## YOUR TASKS
1. In the news report on the Zika virus and the Rio Games, why is Zika a concern even though it causes only mild symptoms in most people? Answer in one to three sentences.
2. Continue the news report on the Zika virus and the Rio Games from the end of its last paragraph.

## TEXT SEGMENT
The United States Olympic Committee on Monday refuted an "inaccurate" report that it had advised American athletes to reconsider competing in the Rio Games because of Zika virus fears.
"Team USA looks forward to the Games and we did not, would not and will not prevent athletes from competing for their country should they qualify."
Sandusky said the USOC had held internal discussions with American sports leaders about the potential risks that the US Centers for Disease Control and Prevention (CDC) had identified with travel to Zika-infested areas.
The primarily mosquito-borne illness has surged through Latin America. According to the Pan American Health Organization (PAHO), at least 26 countries on the continent have already been affected by Zika.
In most people, it causes mild symptoms, but it has been linked to a rapid rise in the number of children born with microcephaly -- abnormally small heads and brains.
In at least one instance, reported in Dallas, Texas, the disease may have been transmitted sexually.

## DATA FOR ANALYSIS
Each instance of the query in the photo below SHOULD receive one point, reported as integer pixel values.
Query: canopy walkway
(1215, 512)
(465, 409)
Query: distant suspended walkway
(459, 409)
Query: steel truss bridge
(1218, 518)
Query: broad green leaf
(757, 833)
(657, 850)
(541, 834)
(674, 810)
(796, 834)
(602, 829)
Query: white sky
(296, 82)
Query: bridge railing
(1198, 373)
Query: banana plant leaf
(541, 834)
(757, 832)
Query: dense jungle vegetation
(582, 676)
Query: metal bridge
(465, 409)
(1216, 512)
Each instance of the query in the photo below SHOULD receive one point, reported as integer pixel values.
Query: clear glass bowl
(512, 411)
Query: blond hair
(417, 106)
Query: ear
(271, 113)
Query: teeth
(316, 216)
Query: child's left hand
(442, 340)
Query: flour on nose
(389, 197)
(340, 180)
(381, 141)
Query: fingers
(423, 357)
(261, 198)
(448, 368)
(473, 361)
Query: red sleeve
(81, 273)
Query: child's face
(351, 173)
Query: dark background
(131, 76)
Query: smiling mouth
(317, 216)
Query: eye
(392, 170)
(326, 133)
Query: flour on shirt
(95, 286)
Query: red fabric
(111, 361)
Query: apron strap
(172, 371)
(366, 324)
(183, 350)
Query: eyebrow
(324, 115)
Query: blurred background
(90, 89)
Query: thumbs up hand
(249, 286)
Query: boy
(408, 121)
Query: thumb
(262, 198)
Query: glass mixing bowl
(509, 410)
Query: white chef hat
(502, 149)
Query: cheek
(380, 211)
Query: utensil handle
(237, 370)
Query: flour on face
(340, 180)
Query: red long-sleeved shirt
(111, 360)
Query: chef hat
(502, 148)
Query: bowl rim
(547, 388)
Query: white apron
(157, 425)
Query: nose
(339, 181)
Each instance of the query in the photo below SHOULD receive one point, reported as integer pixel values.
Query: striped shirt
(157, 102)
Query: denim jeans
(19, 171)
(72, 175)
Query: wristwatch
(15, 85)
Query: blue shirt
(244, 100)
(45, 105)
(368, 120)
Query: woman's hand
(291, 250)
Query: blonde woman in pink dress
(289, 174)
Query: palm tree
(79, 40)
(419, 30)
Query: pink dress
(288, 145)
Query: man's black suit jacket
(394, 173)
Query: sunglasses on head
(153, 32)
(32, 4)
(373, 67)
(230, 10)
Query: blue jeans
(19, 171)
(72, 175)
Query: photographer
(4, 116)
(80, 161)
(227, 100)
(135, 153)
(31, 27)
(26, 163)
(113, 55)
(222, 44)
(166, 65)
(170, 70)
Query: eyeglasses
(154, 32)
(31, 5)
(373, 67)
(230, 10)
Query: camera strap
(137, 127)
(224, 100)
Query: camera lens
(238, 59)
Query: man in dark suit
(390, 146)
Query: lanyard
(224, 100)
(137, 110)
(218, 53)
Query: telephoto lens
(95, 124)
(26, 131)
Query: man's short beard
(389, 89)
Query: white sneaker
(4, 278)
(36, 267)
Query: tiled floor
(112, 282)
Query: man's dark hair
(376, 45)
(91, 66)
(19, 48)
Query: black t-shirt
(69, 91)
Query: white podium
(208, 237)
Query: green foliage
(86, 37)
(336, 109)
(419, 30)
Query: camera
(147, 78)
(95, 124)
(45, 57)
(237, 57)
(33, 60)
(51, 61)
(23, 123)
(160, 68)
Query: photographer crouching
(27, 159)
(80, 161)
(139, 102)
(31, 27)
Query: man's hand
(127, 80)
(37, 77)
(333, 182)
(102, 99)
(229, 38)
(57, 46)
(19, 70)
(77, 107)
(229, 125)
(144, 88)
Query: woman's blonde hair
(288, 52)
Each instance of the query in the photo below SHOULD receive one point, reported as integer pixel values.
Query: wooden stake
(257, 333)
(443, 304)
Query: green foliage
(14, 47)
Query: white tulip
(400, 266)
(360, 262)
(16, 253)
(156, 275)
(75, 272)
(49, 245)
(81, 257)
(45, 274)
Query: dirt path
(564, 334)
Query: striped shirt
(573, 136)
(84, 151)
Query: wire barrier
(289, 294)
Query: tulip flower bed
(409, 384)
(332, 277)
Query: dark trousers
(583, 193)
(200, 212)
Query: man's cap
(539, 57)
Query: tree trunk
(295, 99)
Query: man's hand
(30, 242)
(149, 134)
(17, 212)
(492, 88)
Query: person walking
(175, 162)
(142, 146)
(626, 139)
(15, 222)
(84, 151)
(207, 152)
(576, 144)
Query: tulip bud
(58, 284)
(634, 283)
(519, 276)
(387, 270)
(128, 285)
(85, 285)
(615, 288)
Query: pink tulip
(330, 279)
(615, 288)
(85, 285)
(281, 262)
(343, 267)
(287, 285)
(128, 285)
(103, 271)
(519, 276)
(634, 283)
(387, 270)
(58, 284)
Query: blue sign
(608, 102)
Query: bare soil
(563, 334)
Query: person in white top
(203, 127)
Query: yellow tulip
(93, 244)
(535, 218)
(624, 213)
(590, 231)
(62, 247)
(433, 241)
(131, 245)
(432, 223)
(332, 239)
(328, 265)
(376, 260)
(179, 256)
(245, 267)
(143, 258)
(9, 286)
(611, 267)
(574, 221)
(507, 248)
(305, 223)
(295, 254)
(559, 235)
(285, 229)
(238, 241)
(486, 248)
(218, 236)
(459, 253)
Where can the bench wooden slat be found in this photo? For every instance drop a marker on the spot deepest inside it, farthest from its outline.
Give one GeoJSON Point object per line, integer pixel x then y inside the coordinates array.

## TASK RESPONSES
1. Zika has been linked to a rapid rise in the number of children born with microcephaly, meaning abnormally small heads and brains. This makes it a concern despite the usually mild symptoms.

2.
Brazil, where the Rio Games begin in August, is the hardest-hit country to date, and has warned pregnant women not to travel there.
However, Games organizers said this month that by the time the Olympics start on August 5, the main mosquito season will be over and they don't expect the illness to affect the sporting extravaganza.
Brazilian sports minister George Hilton reiterated that position on Monday in remarks to the newspaper O Estado de Sao Paulo, saying his government is contacting sports federations to clarify that the mosquito population will be reduced in Rio in August.
"Zika is a public health problem worldwide, but precisely because of the climate characteristics, is not an Olympic issue," Hilton said.